> **Aim of the exercise**
Convert the items in the stretch from the line containing "Can you find the metal" through the line containing "pixel 569 296" into a two-column CSV with the headers item and response. Give one row per item, put each field in double quotes, and replace every line break inside a field with a space.

> **Supplied records**

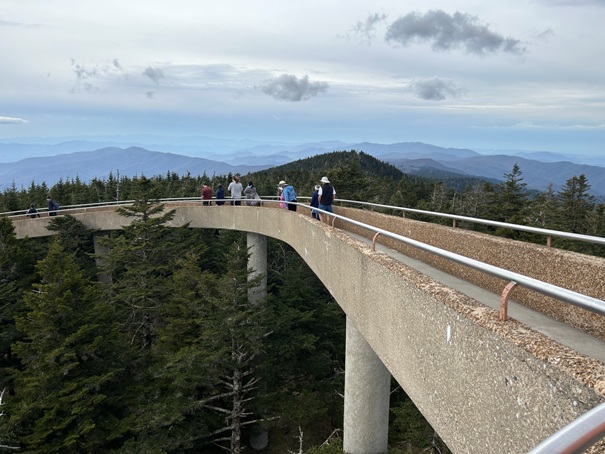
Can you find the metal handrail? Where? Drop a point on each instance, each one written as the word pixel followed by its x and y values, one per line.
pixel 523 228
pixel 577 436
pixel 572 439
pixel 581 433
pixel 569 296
...
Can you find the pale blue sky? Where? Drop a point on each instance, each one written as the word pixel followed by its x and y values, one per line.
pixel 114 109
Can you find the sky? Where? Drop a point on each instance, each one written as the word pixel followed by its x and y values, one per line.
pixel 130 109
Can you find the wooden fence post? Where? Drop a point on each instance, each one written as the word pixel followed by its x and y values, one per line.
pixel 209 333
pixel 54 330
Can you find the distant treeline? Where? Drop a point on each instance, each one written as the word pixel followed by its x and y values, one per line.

> **Final result**
item,response
"Can you find the metal handrail? Where? Drop a point on each instance, each one written as the word pixel followed by its x and y values, one per line.","pixel 523 228 pixel 577 436 pixel 572 439 pixel 581 433 pixel 569 296"